EXERCISE SET -
1/ List the deities whose planets the Dhruvaloka passage places in the planetary system of Dhruvaloka.
2/ Extend the Dhruvaloka and śiśumāra passage with the next part, starting after its final sentence.

DOCUMENT TEXT -

☆ ☆ ☆ ☆ ☆

Dhruvaloka, the abode of Lord Viṣṇu within this universe, is situated 1,300,000 yojanas from the seven stars. In the planetary system of Dhruvaloka are the planets of the fire-god, Indra, Prajāpati, Kaśyapa and Dharma, all of whom are very respectful to the great devotee Dhruva, who lives on the polestar.

Like bulls yoked to a central pivot, all the planetary systems revolve around Dhruvaloka, impelled by eternal time. Those who worship the virāṭ-puruṣa, the universal form of the Lord, conceive of this entire rotating system of planets as an animal known as śiśumāra.

This imaginary śiśumāra is another form of the Lord. The head of the śiśumāra form is downward, and its body appears like that of a coiled snake. On the end of its tail is Dhruvaloka, on the body of the tail are Prajāpati, Agni, Indra and Dharma, and on the root of the tail are Dhātā and Vidhātā. 

On its waist are the seven great sages.

☆ ☆ ☆ ☆ ☆

INFORMATION GIVEN -
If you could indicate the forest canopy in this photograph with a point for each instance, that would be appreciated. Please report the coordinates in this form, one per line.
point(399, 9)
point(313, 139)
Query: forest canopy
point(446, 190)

☆ ☆ ☆ ☆ ☆

SET OF ANSWERS -
1/ The fire-god, Indra, Prajāpati, Kaśyapa, Dharma

2/
The entire body of the śiśumāra faces toward its right and appears like a coil of stars. On the right side of this coil are the fourteen prominent stars from Abhijit to Punarvasu, and on the left side are the fourteen prominent stars from Puṣyā to Uttarāṣāḍhā.

The stars known as Punarvasu and Puṣyā are on the right and left hips of the śiśumāra, and the stars known as Ārdrā and Aśleṣā are on the right and left feet of the śiśumāra. 

Other stars are also fixed on different sides of the Śiśumāra planetary system according to the calculations of Vedic astronomers. To concentrate their minds, yogīs worship the Śiśumāra planetary system, which is technically known as the kuṇḍalini-cakra.

ŚB 5.23.1

Śukadeva Gosvāmī continued: My dear King, 1,300,000 yojanas [10,400,000 miles] above the planets of the seven sages is the place that learned scholars describe as the abode of Lord Viṣṇu.

There the son of Mahārāja Uttānapāda, the great devotee Mahārāja Dhruva, still resides as the life source of all the living entities who live until the end of the creation. 

Agni, Indra, Prajāpati, Kaśyapa and Dharma all assemble there to offer him honor and respectful obeisances. They circumambulate him with their right sides toward him. I have already described the glorious activities of Mahārāja Dhruva [in the Fourth Canto of Śrīmad-Bhāgavatam].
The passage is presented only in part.